# YOUR ASSIGNMENT
From start to finish, set down the entries below exactly, leaving out the pictures.

-.-.-

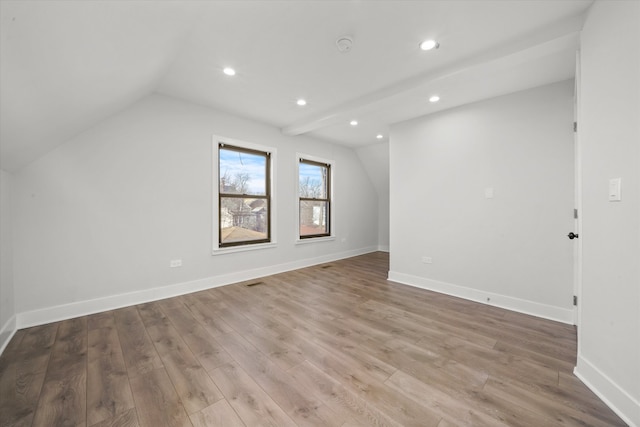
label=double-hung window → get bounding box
[298,157,332,239]
[217,141,272,248]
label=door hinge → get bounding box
[573,295,578,306]
[574,208,578,219]
[573,122,577,132]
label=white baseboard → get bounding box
[575,355,640,427]
[387,271,574,325]
[16,246,378,329]
[377,245,390,252]
[0,315,17,355]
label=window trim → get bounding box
[296,153,334,243]
[213,136,277,254]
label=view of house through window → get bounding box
[219,144,270,247]
[299,158,331,238]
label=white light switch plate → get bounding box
[484,187,494,199]
[609,178,621,202]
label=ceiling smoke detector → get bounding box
[336,36,353,53]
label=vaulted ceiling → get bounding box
[0,0,592,172]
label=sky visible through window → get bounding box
[219,148,266,195]
[299,162,321,182]
[299,161,327,198]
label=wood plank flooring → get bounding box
[0,252,627,426]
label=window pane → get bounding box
[299,162,327,198]
[299,200,329,236]
[220,148,266,195]
[220,197,269,244]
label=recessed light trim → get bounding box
[376,134,383,139]
[420,39,439,51]
[429,95,440,103]
[296,99,307,106]
[223,67,236,76]
[350,120,358,126]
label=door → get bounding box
[572,51,583,328]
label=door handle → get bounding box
[568,232,579,240]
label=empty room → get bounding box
[0,1,638,426]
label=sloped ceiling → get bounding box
[0,0,593,172]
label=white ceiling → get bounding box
[0,0,593,172]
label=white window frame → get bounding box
[212,135,277,255]
[295,152,335,245]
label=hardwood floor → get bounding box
[0,252,626,426]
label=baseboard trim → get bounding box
[17,246,379,329]
[387,271,574,325]
[0,315,17,355]
[377,245,390,252]
[575,355,640,427]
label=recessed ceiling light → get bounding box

-.-.-

# RESULT OF THE EXERCISE
label=double-hung window → get bounding box
[298,157,332,239]
[217,141,272,248]
label=door hinge → get bounding box
[573,295,578,306]
[574,208,578,219]
[573,122,577,132]
label=white baseboard → get bounding box
[575,355,640,427]
[387,271,574,325]
[16,246,378,329]
[377,245,390,252]
[0,315,17,355]
label=window trim → get bounding box
[296,153,334,243]
[213,136,277,254]
label=view of house through window → get bounding box
[219,144,270,247]
[299,158,331,238]
label=white light switch plate → get bounding box
[484,187,494,199]
[609,178,621,202]
label=ceiling smoke detector → get bounding box
[336,36,353,53]
label=vaulted ceiling → get bounding box
[0,0,592,172]
label=sky visible through window → get bounding box
[219,148,266,195]
[299,162,321,182]
[299,161,327,198]
label=wood plank flooring → get bounding box
[0,252,627,426]
label=window pane → get bounding box
[299,162,327,198]
[299,200,329,236]
[220,148,266,195]
[220,197,269,244]
label=recessed light trim → get bounding box
[376,134,383,139]
[420,39,439,51]
[429,95,440,103]
[296,99,307,106]
[223,67,236,76]
[350,120,358,126]
label=door → get bounding box
[572,51,583,328]
label=door handle → get bounding box
[568,232,579,240]
label=empty room → get bounding box
[0,1,638,426]
label=sloped ceiling → get bounding box
[0,0,593,172]
label=white ceiling → get bounding box
[0,0,593,172]
label=white window frame → get bounding box
[212,135,277,255]
[295,152,335,245]
label=hardwood floor → get bounding box
[0,252,626,426]
label=baseboard trim → get bounding box
[17,246,379,329]
[387,271,574,325]
[0,315,17,355]
[377,245,390,252]
[575,355,640,427]
label=recessed ceiling light → get bounding box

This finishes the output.